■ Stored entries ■
+ + +

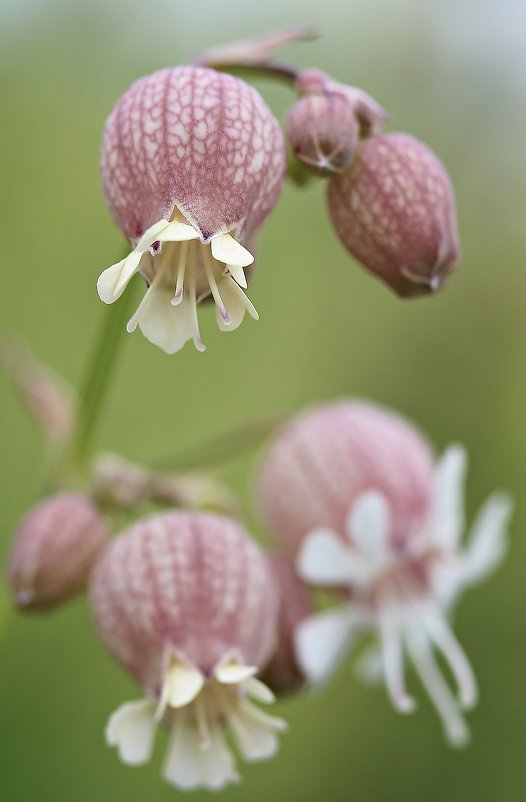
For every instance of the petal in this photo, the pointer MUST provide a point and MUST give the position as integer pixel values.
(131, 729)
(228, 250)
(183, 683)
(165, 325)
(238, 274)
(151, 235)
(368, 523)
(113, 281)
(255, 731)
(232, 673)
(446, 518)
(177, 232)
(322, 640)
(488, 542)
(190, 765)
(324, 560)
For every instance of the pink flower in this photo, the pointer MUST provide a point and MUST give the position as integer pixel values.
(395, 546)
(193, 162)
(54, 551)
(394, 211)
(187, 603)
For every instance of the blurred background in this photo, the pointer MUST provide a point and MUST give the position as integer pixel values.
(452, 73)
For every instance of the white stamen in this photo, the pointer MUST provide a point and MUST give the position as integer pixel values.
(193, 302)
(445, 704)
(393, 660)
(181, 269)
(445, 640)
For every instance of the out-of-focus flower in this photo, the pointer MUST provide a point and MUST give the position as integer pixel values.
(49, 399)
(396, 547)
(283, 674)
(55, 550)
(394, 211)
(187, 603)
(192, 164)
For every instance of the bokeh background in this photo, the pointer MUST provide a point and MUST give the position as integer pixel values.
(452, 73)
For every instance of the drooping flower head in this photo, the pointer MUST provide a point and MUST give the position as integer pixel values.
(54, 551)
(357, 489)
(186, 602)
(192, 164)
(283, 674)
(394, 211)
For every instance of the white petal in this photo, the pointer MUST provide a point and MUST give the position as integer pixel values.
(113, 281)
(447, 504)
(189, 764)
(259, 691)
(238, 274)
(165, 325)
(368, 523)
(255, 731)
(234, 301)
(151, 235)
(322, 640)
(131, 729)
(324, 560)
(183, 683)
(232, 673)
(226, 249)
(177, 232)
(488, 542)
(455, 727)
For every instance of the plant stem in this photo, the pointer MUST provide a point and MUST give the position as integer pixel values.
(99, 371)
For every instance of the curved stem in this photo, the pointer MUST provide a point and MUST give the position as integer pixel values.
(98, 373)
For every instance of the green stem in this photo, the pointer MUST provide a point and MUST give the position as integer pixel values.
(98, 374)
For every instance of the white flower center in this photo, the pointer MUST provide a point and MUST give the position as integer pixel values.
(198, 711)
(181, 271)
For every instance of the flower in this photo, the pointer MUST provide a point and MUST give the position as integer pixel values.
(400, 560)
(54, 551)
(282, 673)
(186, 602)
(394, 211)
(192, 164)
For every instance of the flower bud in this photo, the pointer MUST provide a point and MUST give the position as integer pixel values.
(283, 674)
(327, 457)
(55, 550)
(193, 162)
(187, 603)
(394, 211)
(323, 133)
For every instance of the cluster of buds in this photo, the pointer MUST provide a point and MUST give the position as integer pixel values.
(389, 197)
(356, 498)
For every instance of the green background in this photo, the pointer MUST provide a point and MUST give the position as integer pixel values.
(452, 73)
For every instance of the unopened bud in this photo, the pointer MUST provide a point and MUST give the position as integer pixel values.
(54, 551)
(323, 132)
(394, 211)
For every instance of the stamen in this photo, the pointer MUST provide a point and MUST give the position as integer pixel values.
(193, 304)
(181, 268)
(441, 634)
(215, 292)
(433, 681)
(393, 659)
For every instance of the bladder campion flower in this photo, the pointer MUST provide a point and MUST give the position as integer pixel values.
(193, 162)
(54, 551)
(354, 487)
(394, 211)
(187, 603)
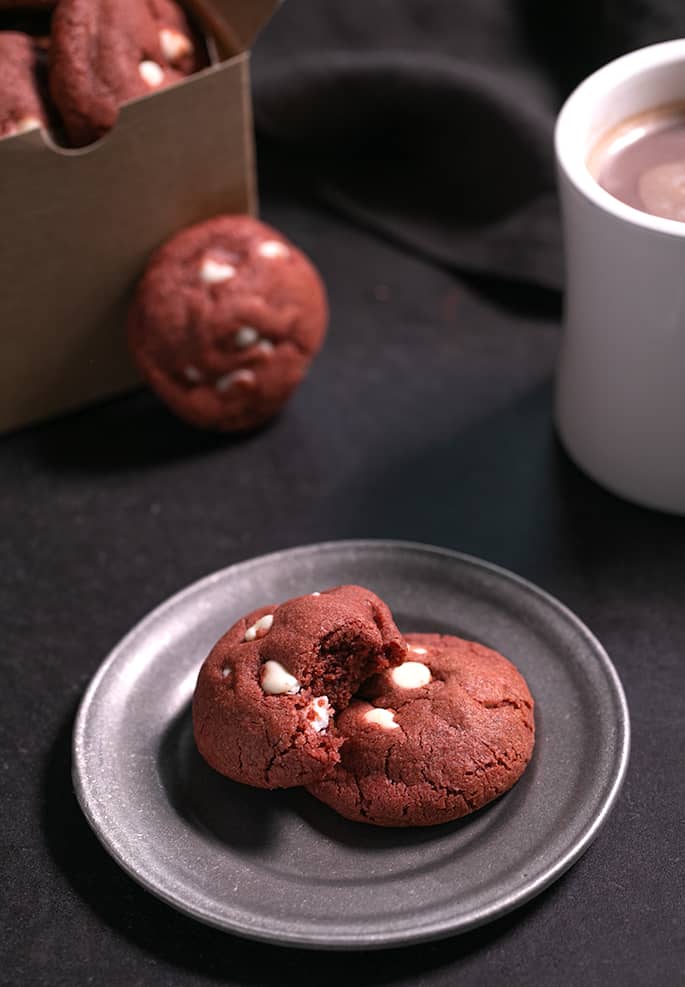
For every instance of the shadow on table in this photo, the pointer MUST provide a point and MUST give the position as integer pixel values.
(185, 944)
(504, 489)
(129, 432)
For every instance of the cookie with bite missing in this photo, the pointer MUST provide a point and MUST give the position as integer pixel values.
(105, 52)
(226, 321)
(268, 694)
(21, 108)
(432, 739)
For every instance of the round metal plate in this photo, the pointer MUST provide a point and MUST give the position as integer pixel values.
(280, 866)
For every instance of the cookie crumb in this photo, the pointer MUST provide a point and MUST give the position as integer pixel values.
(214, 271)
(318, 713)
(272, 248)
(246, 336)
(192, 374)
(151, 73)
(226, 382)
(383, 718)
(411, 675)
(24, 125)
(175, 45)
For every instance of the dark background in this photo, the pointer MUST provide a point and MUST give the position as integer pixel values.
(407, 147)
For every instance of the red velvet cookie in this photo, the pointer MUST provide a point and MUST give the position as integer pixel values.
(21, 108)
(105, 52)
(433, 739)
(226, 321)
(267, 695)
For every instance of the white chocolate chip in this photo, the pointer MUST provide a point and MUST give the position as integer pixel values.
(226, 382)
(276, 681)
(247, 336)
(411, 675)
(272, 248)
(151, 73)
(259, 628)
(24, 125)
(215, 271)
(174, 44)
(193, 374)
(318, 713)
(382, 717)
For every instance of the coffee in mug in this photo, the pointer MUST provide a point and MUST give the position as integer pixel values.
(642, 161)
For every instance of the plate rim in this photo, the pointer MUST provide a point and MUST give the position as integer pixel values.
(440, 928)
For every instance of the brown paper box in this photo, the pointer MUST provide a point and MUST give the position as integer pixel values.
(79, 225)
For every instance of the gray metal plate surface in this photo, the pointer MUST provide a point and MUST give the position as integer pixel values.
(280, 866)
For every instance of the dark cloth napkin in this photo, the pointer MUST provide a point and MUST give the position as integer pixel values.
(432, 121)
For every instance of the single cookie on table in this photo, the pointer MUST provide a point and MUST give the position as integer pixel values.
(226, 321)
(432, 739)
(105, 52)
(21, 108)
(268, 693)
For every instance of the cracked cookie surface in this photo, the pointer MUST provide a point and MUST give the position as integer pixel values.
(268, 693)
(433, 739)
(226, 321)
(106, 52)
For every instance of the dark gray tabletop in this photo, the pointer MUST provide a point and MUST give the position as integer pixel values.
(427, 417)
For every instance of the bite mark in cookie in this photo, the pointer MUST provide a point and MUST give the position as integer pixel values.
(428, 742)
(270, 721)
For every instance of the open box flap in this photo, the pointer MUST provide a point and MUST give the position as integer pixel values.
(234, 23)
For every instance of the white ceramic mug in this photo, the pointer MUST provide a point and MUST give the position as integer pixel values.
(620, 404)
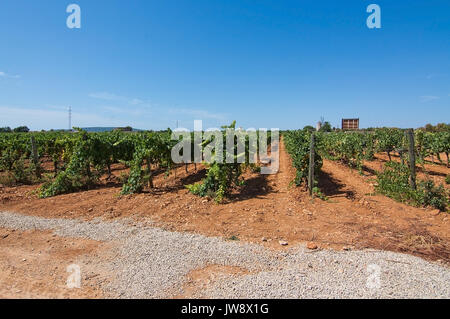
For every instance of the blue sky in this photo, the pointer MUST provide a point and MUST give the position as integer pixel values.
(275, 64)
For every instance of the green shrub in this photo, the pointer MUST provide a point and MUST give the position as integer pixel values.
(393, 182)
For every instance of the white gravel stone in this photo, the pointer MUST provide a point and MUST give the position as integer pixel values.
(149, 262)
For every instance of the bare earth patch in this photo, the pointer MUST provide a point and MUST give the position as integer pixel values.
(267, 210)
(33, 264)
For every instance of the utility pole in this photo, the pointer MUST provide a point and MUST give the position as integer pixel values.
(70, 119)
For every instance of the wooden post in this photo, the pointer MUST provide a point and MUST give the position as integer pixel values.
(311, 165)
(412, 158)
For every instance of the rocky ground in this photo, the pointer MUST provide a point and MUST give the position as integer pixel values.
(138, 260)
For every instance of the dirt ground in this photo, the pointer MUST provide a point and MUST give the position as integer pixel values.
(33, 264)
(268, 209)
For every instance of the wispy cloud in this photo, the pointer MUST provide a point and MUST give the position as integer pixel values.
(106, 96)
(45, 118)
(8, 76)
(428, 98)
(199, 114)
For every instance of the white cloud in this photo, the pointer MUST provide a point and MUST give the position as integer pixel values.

+ + +

Rewrite all the items above with "the pointer" renamed to "the labeler" and everything else left unchanged. Leave out the pictures.

■ Exercise answer ■
For every instance of the petal in this photo, the labeler MUST provide a point and MUST give the position as integer pixel values.
(131, 729)
(228, 250)
(183, 683)
(165, 325)
(238, 274)
(151, 235)
(368, 523)
(113, 281)
(255, 731)
(232, 673)
(446, 518)
(177, 232)
(322, 640)
(488, 542)
(190, 765)
(324, 560)
For every instance of the pink flower in this photo, the labeler MUST provide a point and MUST give the position as integer pixel values.
(395, 546)
(193, 162)
(54, 551)
(394, 211)
(187, 603)
For every instance of the blurred background in this photo, the labeler MUST provide a point and MUST give the position as integer pixel values.
(452, 73)
For every instance of the white stamen in this photo, the labeler MUST provide a point and MUST give the position as integer pixel values.
(193, 302)
(445, 704)
(393, 660)
(181, 269)
(445, 640)
For every instance of the out-of-focus flower in this photo, the labeler MUST provide a point and MUST give the position as integer pixel values.
(49, 399)
(396, 547)
(283, 674)
(55, 550)
(394, 211)
(187, 603)
(192, 164)
For every instance of the bokeh background in this photo, the labeler MUST provide a point and MUST give the position as integer pixel values.
(452, 73)
For every instance of the drooping flower head in this photo, the labeler MUST provide a point and MUST give the position as integer pixel values.
(54, 551)
(357, 489)
(186, 602)
(192, 164)
(283, 674)
(394, 211)
For every instance of the white petal in this photo, the labeler MUST provide a point and MUST give the position as integer pixel values.
(113, 281)
(447, 504)
(189, 764)
(259, 691)
(238, 274)
(165, 325)
(368, 523)
(255, 731)
(234, 301)
(151, 235)
(322, 640)
(131, 729)
(324, 560)
(183, 683)
(232, 673)
(226, 249)
(177, 232)
(488, 542)
(455, 727)
For every instance of the plant stem in this photo, the labeler MUST provide a point and MUST give the position as integer pixel values.
(99, 371)
For every instance of the curved stem in this photo, the labeler MUST provide a point and MUST give the position as integer pixel values.
(98, 373)
For every instance of the green stem in this photo, the labeler MUST provide a point and MUST give the position as integer pixel values.
(98, 374)
For every instance of the white flower center in this photo, the labeler MUST provide a point and MUST give the position as integer pixel values.
(198, 711)
(181, 271)
For every instance of the flower in this photo, the labeler MUST provide a point and MUST give the position as integer pixel values.
(400, 560)
(54, 551)
(282, 673)
(186, 602)
(394, 211)
(192, 164)
For every instance of the flower bud in this photo, the labeler MUST provide a point and MUST give the position as integer pixel values.
(283, 674)
(327, 457)
(55, 550)
(193, 162)
(187, 603)
(394, 211)
(323, 133)
For every instance of the cluster of buds in this photo, the labeler MUST provide a point and MUST give the position as integer pixel values.
(389, 197)
(356, 498)
For every instance of the green background in this photo, the labeler MUST provide a point and MUST give the position as integer pixel values.
(452, 73)
For every instance of the unopened bud in this photo, the labeler MUST provide a point and MUST give the position as integer pixel values.
(54, 551)
(323, 132)
(394, 211)
For every instance of the stamen in this photo, the labeler MUST provide a point and MUST give the position as integer pixel values.
(193, 304)
(181, 268)
(441, 634)
(215, 292)
(433, 681)
(393, 659)
For every instance of the bladder campion flower in this photo, the labeler MUST provide a point and MUST give the position as integer pixel values.
(193, 162)
(54, 551)
(354, 487)
(394, 211)
(187, 603)
For every instance of the shadow on table in this photo, the labeler MUST provide a point and MUST give the position as integer pixel values.
(185, 944)
(504, 489)
(129, 432)
For every instance of the cookie with bite missing in this photo, the labeler MUST provide a point and MUST give the position as integer pixel values.
(105, 52)
(226, 321)
(268, 694)
(21, 108)
(432, 739)
For every instance of the round metal plate in this photo, the labeler MUST provide a point and MUST give the position as integer pixel values.
(280, 866)
For every instance of the cookie crumb in this photo, the labeler MUST provide a point and MUST give the position as integer pixel values.
(214, 271)
(318, 713)
(272, 248)
(246, 336)
(192, 374)
(151, 73)
(226, 382)
(383, 718)
(411, 675)
(24, 125)
(175, 45)
For every instance of the dark background in this photo, the labeler MUST provide a point and MUST give the position as integer pixel values.
(407, 147)
For every instance of the red velvet cookie in this photo, the labeler MUST provide a point and MUST give the position as integer pixel values.
(21, 108)
(105, 52)
(433, 739)
(226, 321)
(267, 695)
For every instance of the white chocolate chip in this photo, the labeler MUST provide a point and MUST give the position as integer pixel values.
(226, 382)
(276, 681)
(247, 336)
(411, 675)
(272, 248)
(151, 73)
(259, 628)
(24, 125)
(215, 271)
(174, 44)
(193, 374)
(318, 713)
(382, 717)
For every instance of the coffee in mug in this photo, the labeler MUST provide a point and MUST give the position as integer pixel values.
(642, 161)
For every instance of the plate rim in this photo, the labeler MUST provide a point and MUST give the position as integer pixel values.
(440, 928)
For every instance of the brown paper box in this photo, the labeler MUST provide a point and MUST give the position as integer pixel values.
(79, 225)
For every instance of the gray metal plate surface in this photo, the labeler MUST provide a point and MUST give the position as integer pixel values.
(280, 866)
For every instance of the dark cloth napkin in this photo, the labeler MUST provide a point and MUST give the position as integer pixel values.
(432, 121)
For every instance of the single cookie on table in this photo, the labeler MUST provide a point and MUST give the position as integer pixel values.
(226, 321)
(432, 739)
(105, 52)
(21, 108)
(268, 693)
For every instance of the cracked cookie surface in this photo, the labeler MUST provide a point and MUST give the position as integer pixel values.
(268, 693)
(433, 739)
(226, 321)
(106, 52)
For every instance of the dark gray tabletop in this photo, the labeler MUST provide a point and MUST give the position as integer pixel values.
(427, 417)
For every instance of the bite mark in cookie in this photo, the labeler MUST provide a point and MUST give the position as integer pixel values.
(428, 742)
(270, 721)
For every instance of the open box flap in this photo, the labeler MUST provide a point and MUST give the position as integer pixel values.
(234, 23)
For every instance of the white ceramic mug in this photo, the labeler MUST provide a point and MUST give the position as integer pixel values.
(620, 404)
For every instance of the blue sky in this photo, the labeler MUST provide a point and MUST give the position as integer pixel values.
(275, 64)
For every instance of the green shrub in this photo, the labeler MUST provide a point and MUST give the position as integer pixel values.
(393, 182)
For every instance of the white gravel stone in this photo, the labeler MUST provide a point and MUST give the position as integer pixel values.
(149, 262)
For every instance of the bare earth patch in this photo, the labeler MUST provide a point and MUST give the position as integer pixel values.
(267, 210)
(33, 264)
For every instance of the utility pole in this photo, the labeler MUST provide a point and MUST give the position as integer pixel values.
(70, 119)
For every instance of the wooden post in this photo, the labeler MUST provide a point and MUST give the position as integer pixel values.
(311, 165)
(412, 158)
For every instance of the rocky ground in this photo, the labeler MUST provide a point and MUST give the position as integer pixel values.
(138, 260)
For every instance of the dirt ground in this photo, the labeler MUST provide a point and MUST give the position as integer pixel values.
(33, 264)
(268, 209)
For every instance of the wispy cloud in this photo, the labeler MUST provide a point and MUST give the position as integer pixel values.
(106, 96)
(45, 118)
(8, 76)
(428, 98)
(199, 114)
For every instance of the white cloud in this photo, the labeler MUST provide a point and MUST give the position as integer pixel values.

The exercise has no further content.